## Task
As the answer, give a copy of each line below that includes the word "bucket".

## Data supplied
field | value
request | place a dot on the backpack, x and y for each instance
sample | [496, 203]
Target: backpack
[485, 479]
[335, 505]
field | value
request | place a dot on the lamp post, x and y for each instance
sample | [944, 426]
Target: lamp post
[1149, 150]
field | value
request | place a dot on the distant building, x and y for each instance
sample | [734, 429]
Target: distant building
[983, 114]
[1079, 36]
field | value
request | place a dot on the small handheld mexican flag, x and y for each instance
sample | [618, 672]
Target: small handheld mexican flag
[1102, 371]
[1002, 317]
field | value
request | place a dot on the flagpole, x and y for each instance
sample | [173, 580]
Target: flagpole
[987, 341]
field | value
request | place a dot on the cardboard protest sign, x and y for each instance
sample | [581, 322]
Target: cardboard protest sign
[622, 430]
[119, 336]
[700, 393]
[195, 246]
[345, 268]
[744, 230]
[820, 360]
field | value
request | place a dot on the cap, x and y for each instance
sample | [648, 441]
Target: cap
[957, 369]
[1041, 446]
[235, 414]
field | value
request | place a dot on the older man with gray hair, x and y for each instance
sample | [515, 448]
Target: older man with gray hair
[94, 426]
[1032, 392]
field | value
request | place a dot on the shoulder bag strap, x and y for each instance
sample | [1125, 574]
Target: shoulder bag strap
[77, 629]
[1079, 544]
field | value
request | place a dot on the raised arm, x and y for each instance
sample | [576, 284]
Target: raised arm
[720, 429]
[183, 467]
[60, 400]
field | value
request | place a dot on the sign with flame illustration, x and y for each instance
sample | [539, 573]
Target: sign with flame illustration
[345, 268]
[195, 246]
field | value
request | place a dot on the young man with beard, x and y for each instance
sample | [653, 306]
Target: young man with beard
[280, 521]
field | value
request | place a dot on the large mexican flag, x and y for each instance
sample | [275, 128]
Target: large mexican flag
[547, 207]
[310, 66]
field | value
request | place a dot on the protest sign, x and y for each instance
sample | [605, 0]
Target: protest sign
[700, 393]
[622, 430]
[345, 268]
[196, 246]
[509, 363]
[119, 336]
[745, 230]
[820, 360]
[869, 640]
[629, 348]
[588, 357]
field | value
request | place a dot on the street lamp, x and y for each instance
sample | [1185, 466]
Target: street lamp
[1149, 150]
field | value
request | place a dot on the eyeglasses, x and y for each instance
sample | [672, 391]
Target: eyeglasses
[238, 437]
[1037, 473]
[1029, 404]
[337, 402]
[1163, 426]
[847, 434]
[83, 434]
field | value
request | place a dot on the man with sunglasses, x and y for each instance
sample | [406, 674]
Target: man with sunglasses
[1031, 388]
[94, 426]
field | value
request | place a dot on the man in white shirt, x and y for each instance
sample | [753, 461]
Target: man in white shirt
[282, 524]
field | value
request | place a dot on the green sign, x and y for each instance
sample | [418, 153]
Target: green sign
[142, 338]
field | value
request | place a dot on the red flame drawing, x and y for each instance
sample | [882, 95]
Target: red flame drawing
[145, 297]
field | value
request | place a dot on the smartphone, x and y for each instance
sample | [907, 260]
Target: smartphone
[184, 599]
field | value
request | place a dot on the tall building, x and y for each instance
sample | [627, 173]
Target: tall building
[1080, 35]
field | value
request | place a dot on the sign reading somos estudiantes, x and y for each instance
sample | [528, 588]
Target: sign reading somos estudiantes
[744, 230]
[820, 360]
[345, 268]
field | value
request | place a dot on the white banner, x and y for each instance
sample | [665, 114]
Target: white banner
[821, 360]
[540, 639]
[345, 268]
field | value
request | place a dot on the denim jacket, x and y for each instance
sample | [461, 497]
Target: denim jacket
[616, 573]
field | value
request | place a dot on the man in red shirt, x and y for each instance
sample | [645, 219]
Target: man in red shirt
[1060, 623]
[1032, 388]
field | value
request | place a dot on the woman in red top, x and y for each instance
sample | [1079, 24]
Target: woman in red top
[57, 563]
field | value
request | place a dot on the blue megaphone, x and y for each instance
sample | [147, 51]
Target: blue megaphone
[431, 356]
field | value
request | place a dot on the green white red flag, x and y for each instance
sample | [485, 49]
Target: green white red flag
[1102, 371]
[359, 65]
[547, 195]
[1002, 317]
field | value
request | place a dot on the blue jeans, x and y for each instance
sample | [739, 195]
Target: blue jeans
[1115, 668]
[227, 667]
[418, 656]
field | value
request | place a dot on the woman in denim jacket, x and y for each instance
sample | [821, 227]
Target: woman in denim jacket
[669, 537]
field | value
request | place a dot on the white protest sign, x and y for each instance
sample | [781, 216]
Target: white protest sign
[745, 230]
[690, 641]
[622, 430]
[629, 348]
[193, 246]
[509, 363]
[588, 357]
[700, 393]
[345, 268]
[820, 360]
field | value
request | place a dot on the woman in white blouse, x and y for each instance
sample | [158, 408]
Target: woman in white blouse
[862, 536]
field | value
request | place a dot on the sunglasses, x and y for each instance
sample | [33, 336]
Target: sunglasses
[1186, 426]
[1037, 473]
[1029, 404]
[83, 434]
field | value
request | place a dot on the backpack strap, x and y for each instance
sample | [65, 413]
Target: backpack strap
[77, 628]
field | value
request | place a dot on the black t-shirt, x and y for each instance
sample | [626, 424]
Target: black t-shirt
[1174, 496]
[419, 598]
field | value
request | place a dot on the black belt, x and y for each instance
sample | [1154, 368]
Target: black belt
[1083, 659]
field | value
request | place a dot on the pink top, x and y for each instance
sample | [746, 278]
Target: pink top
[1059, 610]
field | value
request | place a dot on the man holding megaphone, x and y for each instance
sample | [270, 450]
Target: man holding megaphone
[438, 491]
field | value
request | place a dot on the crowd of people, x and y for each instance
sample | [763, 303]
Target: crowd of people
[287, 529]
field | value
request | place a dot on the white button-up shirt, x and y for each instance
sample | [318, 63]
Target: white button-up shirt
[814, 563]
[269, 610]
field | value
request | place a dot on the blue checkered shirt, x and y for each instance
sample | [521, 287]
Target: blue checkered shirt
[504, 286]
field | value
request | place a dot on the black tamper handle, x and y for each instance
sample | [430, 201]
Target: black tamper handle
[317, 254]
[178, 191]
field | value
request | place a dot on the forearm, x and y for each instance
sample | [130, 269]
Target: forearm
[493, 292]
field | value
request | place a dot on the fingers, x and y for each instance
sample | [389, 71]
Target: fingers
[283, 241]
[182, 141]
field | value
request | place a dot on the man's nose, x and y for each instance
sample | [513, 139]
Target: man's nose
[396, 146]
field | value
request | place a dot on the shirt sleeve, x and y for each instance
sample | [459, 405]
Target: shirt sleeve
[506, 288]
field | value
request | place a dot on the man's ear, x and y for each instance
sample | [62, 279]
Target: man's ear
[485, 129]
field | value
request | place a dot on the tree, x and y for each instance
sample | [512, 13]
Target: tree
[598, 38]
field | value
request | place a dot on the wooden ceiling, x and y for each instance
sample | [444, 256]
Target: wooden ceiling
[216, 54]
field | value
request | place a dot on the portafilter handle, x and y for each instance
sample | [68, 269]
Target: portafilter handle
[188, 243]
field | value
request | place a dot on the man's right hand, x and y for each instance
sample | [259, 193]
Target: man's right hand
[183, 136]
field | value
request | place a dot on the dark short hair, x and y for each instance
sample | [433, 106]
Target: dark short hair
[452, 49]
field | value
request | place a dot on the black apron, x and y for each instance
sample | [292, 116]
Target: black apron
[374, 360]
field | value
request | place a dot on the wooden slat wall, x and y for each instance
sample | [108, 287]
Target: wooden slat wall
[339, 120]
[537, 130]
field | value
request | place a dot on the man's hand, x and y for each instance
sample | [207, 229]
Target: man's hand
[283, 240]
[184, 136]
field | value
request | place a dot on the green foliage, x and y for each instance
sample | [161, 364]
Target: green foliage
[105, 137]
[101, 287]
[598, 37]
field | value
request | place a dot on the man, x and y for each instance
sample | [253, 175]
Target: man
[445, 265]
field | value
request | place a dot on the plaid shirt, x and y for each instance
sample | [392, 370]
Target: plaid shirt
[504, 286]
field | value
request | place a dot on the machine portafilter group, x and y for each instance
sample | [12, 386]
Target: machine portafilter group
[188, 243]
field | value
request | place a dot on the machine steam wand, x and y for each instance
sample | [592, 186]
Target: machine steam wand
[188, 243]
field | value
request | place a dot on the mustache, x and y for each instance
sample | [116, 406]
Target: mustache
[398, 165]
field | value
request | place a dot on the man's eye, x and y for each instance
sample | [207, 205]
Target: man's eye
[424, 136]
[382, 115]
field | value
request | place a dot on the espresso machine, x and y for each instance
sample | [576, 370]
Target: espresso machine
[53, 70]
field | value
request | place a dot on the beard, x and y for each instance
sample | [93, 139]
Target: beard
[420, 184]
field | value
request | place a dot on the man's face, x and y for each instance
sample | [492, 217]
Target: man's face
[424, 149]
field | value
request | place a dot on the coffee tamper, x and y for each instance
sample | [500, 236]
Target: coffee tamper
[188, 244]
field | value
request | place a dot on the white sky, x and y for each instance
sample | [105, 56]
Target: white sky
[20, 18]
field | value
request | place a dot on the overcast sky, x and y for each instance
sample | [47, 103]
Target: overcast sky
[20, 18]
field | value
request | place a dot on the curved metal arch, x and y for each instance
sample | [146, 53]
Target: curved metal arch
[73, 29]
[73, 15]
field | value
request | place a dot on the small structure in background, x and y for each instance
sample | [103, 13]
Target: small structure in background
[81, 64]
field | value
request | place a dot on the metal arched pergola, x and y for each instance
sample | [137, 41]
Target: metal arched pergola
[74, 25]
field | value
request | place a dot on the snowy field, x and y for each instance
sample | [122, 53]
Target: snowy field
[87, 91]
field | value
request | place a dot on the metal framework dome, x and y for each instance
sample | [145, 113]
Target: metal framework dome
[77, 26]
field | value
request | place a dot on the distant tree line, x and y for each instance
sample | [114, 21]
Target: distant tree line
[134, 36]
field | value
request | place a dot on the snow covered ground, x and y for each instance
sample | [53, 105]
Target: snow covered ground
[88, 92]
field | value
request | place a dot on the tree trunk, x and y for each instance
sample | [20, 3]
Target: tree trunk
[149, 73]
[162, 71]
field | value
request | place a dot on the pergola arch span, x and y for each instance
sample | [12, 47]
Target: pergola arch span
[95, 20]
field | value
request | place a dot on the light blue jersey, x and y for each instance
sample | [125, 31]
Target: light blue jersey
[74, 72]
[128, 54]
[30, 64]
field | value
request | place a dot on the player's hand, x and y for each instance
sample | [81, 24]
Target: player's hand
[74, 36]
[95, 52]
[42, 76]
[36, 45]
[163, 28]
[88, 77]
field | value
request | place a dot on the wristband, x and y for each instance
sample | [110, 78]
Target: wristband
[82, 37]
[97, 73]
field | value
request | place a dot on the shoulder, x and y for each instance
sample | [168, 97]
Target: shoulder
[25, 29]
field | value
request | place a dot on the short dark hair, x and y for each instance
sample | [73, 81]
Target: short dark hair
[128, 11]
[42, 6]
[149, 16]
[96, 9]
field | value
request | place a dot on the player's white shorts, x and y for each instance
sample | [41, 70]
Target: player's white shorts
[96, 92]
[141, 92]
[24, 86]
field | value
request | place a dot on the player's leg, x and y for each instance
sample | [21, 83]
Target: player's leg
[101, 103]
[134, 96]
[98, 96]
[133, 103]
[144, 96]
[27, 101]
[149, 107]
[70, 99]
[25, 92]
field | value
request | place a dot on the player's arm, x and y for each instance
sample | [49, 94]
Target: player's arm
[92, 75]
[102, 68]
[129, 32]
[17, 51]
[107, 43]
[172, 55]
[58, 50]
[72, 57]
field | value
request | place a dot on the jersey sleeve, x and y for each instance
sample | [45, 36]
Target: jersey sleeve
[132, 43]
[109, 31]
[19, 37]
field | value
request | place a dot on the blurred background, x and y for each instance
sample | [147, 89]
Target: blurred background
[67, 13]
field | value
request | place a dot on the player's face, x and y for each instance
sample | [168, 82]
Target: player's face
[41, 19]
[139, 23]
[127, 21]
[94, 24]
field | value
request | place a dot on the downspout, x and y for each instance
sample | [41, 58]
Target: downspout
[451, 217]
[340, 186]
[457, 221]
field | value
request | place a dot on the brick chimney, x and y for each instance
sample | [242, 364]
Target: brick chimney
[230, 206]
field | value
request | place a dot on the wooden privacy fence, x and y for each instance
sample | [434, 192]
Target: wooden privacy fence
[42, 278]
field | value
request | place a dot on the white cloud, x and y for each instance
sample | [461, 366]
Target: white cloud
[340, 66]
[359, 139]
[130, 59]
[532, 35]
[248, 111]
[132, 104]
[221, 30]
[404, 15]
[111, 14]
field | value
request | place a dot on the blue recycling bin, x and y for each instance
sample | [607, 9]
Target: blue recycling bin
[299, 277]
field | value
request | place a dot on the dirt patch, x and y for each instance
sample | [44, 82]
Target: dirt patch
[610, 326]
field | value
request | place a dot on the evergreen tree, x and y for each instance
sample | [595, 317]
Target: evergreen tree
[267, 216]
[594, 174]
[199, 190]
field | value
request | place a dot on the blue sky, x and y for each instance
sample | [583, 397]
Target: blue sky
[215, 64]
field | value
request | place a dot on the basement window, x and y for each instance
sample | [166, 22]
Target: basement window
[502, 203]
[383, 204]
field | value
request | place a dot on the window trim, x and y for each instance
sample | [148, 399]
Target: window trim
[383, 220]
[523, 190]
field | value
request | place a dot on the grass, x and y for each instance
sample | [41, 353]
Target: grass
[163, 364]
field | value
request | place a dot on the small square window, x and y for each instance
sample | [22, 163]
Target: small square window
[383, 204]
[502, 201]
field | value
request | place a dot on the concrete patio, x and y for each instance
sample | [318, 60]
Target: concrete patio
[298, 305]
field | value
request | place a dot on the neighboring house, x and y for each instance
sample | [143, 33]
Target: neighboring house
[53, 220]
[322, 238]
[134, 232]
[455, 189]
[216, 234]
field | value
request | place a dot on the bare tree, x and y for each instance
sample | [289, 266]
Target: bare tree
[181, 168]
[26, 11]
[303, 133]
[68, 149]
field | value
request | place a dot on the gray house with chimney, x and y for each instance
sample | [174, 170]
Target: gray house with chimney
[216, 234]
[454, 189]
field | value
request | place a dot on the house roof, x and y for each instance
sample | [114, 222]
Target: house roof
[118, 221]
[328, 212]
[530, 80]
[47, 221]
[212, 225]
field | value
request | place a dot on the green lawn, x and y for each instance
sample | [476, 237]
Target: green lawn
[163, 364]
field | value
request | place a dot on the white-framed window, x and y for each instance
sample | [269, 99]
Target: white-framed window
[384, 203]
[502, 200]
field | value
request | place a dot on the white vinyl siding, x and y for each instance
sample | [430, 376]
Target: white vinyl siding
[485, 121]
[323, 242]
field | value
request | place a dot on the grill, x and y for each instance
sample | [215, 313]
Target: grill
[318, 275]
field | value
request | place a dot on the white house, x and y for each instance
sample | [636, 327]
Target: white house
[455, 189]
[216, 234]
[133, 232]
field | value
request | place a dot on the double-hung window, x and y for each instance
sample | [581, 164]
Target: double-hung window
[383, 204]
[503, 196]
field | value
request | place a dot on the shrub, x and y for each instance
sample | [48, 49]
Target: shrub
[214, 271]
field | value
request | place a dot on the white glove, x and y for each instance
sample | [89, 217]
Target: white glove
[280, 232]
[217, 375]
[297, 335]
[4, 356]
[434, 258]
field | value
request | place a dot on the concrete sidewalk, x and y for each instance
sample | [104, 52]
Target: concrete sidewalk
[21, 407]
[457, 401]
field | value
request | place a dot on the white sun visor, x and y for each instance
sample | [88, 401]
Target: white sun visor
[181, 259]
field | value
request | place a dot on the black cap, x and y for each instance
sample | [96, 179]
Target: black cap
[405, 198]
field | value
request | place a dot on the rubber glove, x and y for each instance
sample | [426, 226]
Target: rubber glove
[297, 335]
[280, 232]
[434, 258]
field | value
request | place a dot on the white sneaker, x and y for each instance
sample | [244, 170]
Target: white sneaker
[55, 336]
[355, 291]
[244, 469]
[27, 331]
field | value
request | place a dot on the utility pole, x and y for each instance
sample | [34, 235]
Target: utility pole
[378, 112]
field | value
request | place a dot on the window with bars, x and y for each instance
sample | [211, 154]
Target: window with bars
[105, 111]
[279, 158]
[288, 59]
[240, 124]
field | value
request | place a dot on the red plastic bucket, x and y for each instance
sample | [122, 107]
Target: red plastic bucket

## Exercise result
request | place a dot on the red plastic bucket, x and y for each instance
Target: red plastic bucket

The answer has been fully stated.